> _TASK DESCRIPTION_
Reproduce the line that holds "Where can the bare" together with all the lines after it up to the end of the entries.

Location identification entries
* START *

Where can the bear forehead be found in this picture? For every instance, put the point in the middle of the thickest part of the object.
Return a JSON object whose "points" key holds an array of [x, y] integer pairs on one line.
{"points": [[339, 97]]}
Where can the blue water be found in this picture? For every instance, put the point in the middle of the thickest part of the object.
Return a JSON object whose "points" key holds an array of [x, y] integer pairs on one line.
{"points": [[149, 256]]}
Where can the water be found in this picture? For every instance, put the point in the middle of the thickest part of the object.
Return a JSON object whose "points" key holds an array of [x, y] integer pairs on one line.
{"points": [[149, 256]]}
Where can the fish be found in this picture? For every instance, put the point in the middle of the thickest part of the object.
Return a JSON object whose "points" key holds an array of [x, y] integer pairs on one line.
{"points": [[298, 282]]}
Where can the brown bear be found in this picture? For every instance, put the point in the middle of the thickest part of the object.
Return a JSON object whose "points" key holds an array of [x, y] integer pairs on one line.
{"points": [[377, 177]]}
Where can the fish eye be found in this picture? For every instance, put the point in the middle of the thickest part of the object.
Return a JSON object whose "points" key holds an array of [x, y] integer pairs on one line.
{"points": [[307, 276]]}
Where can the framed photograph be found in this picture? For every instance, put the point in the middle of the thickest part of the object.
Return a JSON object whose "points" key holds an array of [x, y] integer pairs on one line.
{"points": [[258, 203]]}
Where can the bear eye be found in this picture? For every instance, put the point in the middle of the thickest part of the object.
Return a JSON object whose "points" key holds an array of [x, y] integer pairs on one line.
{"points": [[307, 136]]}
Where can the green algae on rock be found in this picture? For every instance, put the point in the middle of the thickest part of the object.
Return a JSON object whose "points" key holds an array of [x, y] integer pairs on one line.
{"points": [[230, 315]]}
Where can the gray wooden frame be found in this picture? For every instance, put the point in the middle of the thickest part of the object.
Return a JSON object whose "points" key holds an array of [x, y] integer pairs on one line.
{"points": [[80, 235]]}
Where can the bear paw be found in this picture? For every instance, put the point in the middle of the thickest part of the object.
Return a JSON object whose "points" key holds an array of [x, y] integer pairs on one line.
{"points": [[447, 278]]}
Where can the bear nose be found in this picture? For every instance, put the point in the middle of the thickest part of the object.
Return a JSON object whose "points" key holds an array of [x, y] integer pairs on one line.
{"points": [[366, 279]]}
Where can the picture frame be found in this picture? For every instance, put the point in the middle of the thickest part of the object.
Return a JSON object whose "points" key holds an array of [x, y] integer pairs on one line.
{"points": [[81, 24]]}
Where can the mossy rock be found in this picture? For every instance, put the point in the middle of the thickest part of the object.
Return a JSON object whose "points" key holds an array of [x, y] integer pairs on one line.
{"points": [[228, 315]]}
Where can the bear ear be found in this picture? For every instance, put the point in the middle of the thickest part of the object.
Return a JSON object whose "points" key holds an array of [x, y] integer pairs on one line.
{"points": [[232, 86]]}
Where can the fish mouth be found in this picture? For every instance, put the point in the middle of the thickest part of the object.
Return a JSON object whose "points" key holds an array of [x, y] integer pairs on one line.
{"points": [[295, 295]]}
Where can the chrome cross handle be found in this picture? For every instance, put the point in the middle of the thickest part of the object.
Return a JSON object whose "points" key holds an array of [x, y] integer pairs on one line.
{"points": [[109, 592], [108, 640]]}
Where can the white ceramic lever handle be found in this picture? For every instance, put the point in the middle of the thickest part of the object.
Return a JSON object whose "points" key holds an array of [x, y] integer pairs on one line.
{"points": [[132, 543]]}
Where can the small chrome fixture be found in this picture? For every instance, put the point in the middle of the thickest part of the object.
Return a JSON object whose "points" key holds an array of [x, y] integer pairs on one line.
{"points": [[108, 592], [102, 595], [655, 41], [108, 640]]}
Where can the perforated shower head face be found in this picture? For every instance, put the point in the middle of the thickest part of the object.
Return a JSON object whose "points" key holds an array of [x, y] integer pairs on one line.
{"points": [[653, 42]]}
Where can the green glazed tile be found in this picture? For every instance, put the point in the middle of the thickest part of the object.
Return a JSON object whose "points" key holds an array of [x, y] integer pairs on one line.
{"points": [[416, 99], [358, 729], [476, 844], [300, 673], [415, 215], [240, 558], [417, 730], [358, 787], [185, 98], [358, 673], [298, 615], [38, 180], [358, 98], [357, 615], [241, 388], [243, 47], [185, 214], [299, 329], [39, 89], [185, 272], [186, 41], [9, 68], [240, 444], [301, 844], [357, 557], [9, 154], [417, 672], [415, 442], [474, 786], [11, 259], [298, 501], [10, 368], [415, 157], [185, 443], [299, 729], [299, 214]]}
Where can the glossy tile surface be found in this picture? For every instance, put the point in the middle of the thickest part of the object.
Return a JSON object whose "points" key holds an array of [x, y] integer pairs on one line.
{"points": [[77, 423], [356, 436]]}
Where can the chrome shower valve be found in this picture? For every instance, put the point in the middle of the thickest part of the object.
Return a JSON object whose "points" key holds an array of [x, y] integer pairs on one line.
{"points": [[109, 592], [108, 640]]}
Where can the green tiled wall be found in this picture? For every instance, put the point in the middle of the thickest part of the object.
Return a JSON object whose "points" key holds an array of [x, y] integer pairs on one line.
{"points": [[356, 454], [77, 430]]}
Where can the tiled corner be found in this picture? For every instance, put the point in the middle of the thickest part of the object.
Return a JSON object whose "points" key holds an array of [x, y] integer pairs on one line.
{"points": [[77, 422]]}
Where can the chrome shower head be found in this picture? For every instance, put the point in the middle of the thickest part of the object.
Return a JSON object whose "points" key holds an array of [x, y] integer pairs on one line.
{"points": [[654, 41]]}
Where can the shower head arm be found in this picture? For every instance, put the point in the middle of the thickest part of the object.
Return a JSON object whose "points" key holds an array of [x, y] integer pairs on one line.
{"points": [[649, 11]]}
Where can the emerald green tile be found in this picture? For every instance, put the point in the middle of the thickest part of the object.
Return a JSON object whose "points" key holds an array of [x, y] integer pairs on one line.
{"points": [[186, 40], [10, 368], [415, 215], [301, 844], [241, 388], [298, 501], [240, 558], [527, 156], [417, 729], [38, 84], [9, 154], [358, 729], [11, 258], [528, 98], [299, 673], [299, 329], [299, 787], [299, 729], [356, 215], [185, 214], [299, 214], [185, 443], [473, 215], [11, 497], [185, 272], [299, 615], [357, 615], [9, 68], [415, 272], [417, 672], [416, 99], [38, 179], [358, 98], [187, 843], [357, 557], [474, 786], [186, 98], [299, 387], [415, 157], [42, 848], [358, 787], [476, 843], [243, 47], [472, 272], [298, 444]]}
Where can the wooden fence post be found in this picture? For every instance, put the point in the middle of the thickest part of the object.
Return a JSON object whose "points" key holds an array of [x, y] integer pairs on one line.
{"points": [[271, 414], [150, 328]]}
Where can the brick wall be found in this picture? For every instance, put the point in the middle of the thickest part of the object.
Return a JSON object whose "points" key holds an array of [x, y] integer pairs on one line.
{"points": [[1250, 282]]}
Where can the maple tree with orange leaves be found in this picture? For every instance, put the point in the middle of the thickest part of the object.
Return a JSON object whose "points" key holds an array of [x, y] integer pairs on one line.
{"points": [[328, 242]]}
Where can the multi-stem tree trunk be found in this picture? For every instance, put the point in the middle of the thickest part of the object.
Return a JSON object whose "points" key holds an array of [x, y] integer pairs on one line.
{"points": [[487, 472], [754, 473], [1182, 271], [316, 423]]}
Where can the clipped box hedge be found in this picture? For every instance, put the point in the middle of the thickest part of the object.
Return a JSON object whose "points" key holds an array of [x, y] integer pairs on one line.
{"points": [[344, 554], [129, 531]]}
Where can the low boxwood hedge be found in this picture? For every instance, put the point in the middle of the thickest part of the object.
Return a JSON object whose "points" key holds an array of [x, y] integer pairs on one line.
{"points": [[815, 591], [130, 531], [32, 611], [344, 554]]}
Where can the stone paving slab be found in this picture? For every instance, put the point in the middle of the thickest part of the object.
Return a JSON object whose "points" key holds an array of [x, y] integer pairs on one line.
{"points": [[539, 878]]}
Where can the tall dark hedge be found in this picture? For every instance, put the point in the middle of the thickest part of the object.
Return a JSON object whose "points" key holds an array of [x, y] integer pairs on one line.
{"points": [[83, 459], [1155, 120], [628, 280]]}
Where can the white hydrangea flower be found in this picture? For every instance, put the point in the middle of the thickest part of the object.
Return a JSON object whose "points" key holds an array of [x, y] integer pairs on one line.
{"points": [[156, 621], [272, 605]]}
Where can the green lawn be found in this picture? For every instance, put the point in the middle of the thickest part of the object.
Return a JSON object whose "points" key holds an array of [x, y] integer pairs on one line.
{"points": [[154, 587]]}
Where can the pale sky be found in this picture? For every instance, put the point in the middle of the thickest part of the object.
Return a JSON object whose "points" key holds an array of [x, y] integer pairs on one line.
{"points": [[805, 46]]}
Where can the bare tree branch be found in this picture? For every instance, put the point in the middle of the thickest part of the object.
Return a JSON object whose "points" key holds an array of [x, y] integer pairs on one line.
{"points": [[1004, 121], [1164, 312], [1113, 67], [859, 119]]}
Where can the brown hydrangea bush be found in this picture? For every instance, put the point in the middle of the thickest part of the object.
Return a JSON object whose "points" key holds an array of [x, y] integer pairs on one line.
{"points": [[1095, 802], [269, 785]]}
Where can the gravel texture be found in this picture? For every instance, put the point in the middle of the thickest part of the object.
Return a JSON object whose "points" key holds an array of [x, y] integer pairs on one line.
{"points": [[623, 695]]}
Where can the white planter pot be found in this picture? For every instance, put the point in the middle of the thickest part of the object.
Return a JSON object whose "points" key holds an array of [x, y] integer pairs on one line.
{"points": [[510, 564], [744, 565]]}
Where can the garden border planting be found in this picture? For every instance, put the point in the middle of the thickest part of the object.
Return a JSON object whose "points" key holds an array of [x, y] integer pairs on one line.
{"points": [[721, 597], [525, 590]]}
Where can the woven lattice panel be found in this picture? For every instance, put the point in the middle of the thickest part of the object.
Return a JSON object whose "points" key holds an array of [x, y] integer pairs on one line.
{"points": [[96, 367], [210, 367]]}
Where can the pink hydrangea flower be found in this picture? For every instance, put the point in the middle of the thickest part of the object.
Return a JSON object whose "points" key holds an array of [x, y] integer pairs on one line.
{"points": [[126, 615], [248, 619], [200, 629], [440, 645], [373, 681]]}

* END *

> _WORKED ANSWER_
Where can the bare tree branch be found in this picture? For every instance, put the point in the middle of the thickest part of the object.
Return a JSON object whose "points" key holds an array of [x, y] integer pairs on one line.
{"points": [[1004, 121], [1164, 312], [1113, 67], [859, 119]]}
Where can the brown hydrangea bush be found in this picture? For every instance, put the point in the middle of the thickest part of the object.
Return a JSON object whose "points" key holds an array of [x, y] integer pairs on one line.
{"points": [[1095, 802], [269, 785]]}
Where can the gravel texture be found in this picture? For every instance, put the point in the middle of the thickest part of the object.
Return a JSON object whose "points" key holds an array of [x, y] integer pairs on one line.
{"points": [[623, 695]]}
Where can the white planter pot be found in this picture? For every instance, put the point in the middle of the thickest part of the object.
Return a JSON object whose "points" key holds an array of [x, y] integer pairs on one line.
{"points": [[510, 564], [744, 565]]}
Where can the garden border planting be found in this picture? For every instance, put the point in the middle of the thickest part of the object.
Return a JSON object whose "points" key holds an array of [x, y] integer pairs on one line.
{"points": [[721, 597], [525, 590]]}
Where can the woven lattice panel be found in this picture? For every instance, put the point in the middle of the thickest part of the object.
Return a JSON object whose "points" key holds an array of [x, y] integer pairs on one line.
{"points": [[96, 367], [210, 367]]}
Where can the pink hydrangea flower be found in this picture? For every instance, put the point in the middle of the thickest part of the object.
Return a JSON object whose "points" key holds an array of [x, y] integer pairs on one line.
{"points": [[126, 615], [248, 619], [200, 629], [440, 645], [373, 681]]}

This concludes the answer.